> **Petunjuk Tugas**
1. Jawablah pertanyaan berikut berdasarkan teks tentang rencana pembangunan PLTN di Indonesia.
(a) Apa yang dipertimbangkan dalam perdebatan pro dan kontra pembangunan PLTN?
(b) Apa penyebab meledaknya reaktor nuklir Fukushima?
(c) Lembaga apa yang menegaskan bahwa tidak akan ada efek bagi kesehatan selama warga mengungsi sesuai perintah?
2. Tuliskan ulang tanpa perubahan bagian teks tentang rencana pembangunan PLTN di Indonesia, mulai dari "Pemerintah Indonesia telah" dan berakhir pada "nuklir pembangkit listrik.".

> **Teks yang Ditampilkan**
* * * * * * *

Selasa, 25 Juni 2013


Pemerintah Indonesia telah merencanakan untuk membangun PLTN yang loksinya sudah di tentukan yaitu di Jepara Jawa tengah dan Bangka Blitung. Tapi pembangunan PLTN ini masih diperdebatkan (pro dan kontra) yaitu mempertimbangkan untung dan ruginya jika kita membangun PLTN yang sarat dengan resiko jika terjadi Ledakan Reaktor Nuklir seperti yang terjadi di jepang 11 Maret 2011. Pembangkit Listrik Tenaga Nuklir (PLTN) adalah stasiun pembangkit listrik thermal di mana panas yang dihasilkan diperoleh dari satu atau lebihreaktor nuklir pembangkit listrik.

Pasca gempa dan tsunami yang melanda Jepang  pada tanggal 11 Maret 2011, menebarkan teror tersendiri yang disebabkan meledaknya reaktor nuklir Fukushima akibat overheating,  walaupun pihak Badan Keselamatan Nuklir dan Industri Jepang (NISA) menegaskan, tak kan ada efek bagi kesehatan selama warga mengungsi seperti yang diperintahkan.

* * * * * * *

> **Bahan yang Disediakan**
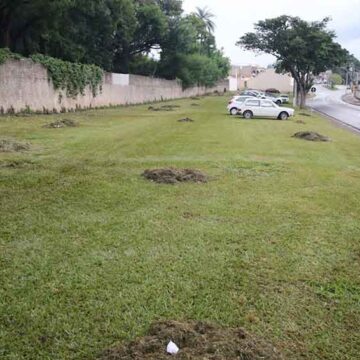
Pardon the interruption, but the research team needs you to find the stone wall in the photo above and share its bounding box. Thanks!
[0,59,229,113]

* * * * * * *

> **Jawaban per Tugas**
1.
(a) Untung dan ruginya membangun PLTN, yang sarat dengan risiko jika terjadi ledakan reaktor nuklir.
(b) Overheating.
(c) Badan Keselamatan Nuklir dan Industri Jepang (NISA).

2.
Pemerintah Indonesia telah merencanakan untuk membangun PLTN yang loksinya sudah di tentukan yaitu di Jepara Jawa tengah dan Bangka Blitung. Tapi pembangunan PLTN ini masih diperdebatkan (pro dan kontra) yaitu mempertimbangkan untung dan ruginya jika kita membangun PLTN yang sarat dengan resiko jika terjadi Ledakan Reaktor Nuklir seperti yang terjadi di jepang 11 Maret 2011. Pembangkit Listrik Tenaga Nuklir (PLTN) adalah stasiun pembangkit listrik thermal di mana panas yang dihasilkan diperoleh dari satu atau lebihreaktor nuklir pembangkit listrik.